— START OF Document excerpt —

For the former case, since $\alpha, \beta$ range from 1 to 2, then we need only compute $\Gamma^1_{11}$, $\Gamma^1_{12}$, and $\Gamma^1_{22}$ (because $\Gamma^1_{21} = \Gamma^1_{12}$ from the symmetries of the Christoffel symbols, so we don’t have to calculate $\Gamma^1_{21}$). Substituting, we have:

$$ \begin{align*} \Gamma^1_{1 1} = \frac{1}{2}g^{1 1}\left(\frac{\partial g_{1 1}}{\partial x^1} + \frac{\partial g_{1 1}}{\partial x^1} - \frac{\partial g_{1 1}}{\partial x^1} \right) \\ \Gamma^1_{1 2} = \frac{1}{2}g^{1 1}\left(\frac{\partial g_{1 1}}{\partial x^2} + \frac{\partial g_{1 2}}{\partial x^1} - \frac{\partial g_{1 2}}{\partial x^1} \right) \\ \Gamma^1_{2 2} = \frac{1}{2}g^{1 1}\left(\frac{\partial g_{1 2}}{\partial x^2} + \frac{\partial g_{1 2}}{\partial x^2} - \frac{\partial g_{2 2}}{\partial x^1} \right) \end{align*} $$

Since $g_{11} = R^2$ is a constant, its partial derivatives with respect to all coordinates is by definition zero. Therefore, all terms that contain a partial derivative of $g_{11}$ are automatically zero, giving us:

$$ \begin{align*} \Gamma^1_{1 1} &= \frac{1}{2}g^{1 1}\left(\cancel{ \frac{\partial g_{1 1}}{\partial x^1} } + \cancel{ \frac{\partial g_{1 1}}{\partial x^1} } - \cancel{ \frac{\partial g_{1 1}}{\partial x^1} } \right) \\ &= 0 \\ \Gamma^1_{1 2} &= \frac{1}{2}g^{1 1}\left(\cancel{ \frac{\partial g_{1 1}}{\partial x^2} } + \frac{\partial g_{1 2}}{\partial x^1} - \frac{\partial g_{1 2}}{\partial x^1} \right) \\ &= \frac{1}{2}g^{1 1}\left( \frac{\partial g_{1 2}}{\partial x^1} - \frac{\partial g_{1 2}}{\partial x^1} \right) \\ \Gamma^1_{2 2} &= \frac{1}{2}g^{1 1}\left(\frac{\partial g_{1 2}}{\partial x^2} + \frac{\partial g_{1 2}}{\partial x^2} - \frac{\partial g_{2 2}}{\partial x^1} \right) \end{align*} $$

Meanwhile, since the matrix is diagonal, all of its off-diagonal components are zero, meaning that $g_{12} = g_{21} = 0$. Therefore, all terms that contain a partial derivatives of either of these metric components is by definition zero.

— END OF Document excerpt —
— START OF Information given —

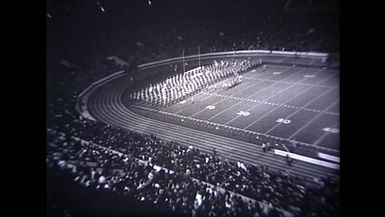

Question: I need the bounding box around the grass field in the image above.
[128,64,339,154]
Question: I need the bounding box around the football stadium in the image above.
[47,0,340,217]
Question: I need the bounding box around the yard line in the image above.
[265,89,332,134]
[243,82,313,129]
[189,81,271,117]
[184,70,286,120]
[288,99,340,139]
[225,68,305,124]
[243,70,329,129]
[175,69,282,114]
[313,123,339,146]
[245,76,337,89]
[206,67,299,120]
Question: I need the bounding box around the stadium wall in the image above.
[138,50,328,68]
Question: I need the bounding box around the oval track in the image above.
[87,73,338,181]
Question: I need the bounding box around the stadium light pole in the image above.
[182,48,185,74]
[198,46,201,67]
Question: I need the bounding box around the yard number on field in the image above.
[275,118,291,124]
[303,75,315,78]
[237,111,250,116]
[322,127,340,133]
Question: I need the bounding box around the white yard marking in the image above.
[265,89,332,134]
[274,149,340,170]
[237,111,250,116]
[303,75,315,78]
[186,72,280,120]
[313,123,338,145]
[322,127,340,133]
[288,100,339,139]
[317,152,340,163]
[207,68,299,124]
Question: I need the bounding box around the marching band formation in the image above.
[130,59,262,106]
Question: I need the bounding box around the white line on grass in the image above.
[265,89,332,134]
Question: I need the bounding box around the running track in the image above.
[87,71,338,179]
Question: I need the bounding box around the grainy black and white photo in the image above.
[46,0,340,217]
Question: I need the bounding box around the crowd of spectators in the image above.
[47,85,339,216]
[47,2,339,217]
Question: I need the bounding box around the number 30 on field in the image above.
[275,118,291,124]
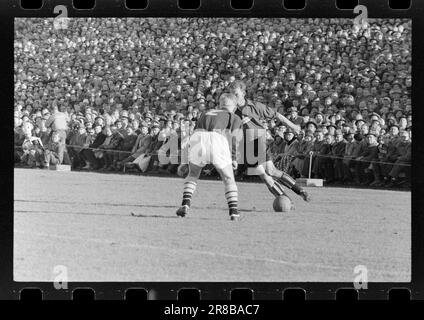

— END OF Information given —

- [Set task A]:
Reproduce part of the Christoffel symbol derivation, beginning at the words "Meanwhile, since the" and stopping after "components is by definition zero.".
- [Set task B]:
Summarize the Christoffel symbol derivation in three sentences.

- [Expected output A]:
Meanwhile, since the matrix is diagonal, all of its off-diagonal components are zero, meaning that $g_{12} = g_{21} = 0$. Therefore, all terms that contain a partial derivatives of either of these metric components is by definition zero.

- [Expected output B]:
In the first case, since α and β range from 1 to 2 and Γ¹₂₁ equals Γ¹₁₂ by the symmetry of the Christoffel symbols, only Γ¹₁₁, Γ¹₁₂ and Γ¹₂₂ need to be computed. Because g₁₁ = R² is a constant, every term containing a partial derivative of g₁₁ is zero, which makes Γ¹₁₁ equal to zero. Because the metric matrix is diagonal, g₁₂ = g₂₁ = 0, so every term containing a partial derivative of either component is also zero.